* _Task statement_: Return exactly, and only, the lines from the line containing "of the puddle" through the final line of the records below, both included.

■ ■ ■ ■

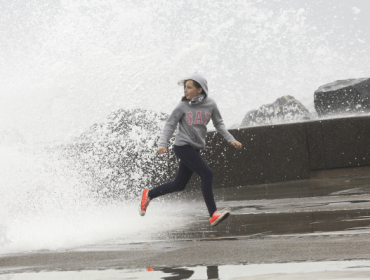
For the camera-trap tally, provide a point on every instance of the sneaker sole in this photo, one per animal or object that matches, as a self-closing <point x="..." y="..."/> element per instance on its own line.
<point x="141" y="212"/>
<point x="220" y="219"/>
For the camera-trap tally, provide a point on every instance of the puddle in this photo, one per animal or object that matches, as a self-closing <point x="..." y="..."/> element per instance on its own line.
<point x="298" y="189"/>
<point x="277" y="223"/>
<point x="304" y="270"/>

■ ■ ■ ■

* _Solution_:
For the camera-trap tally, provide a point on every instance of the puddle in this photo, one per animal or object that matches, as a self-closing <point x="..." y="..."/> element per instance on its own line.
<point x="298" y="189"/>
<point x="277" y="223"/>
<point x="304" y="270"/>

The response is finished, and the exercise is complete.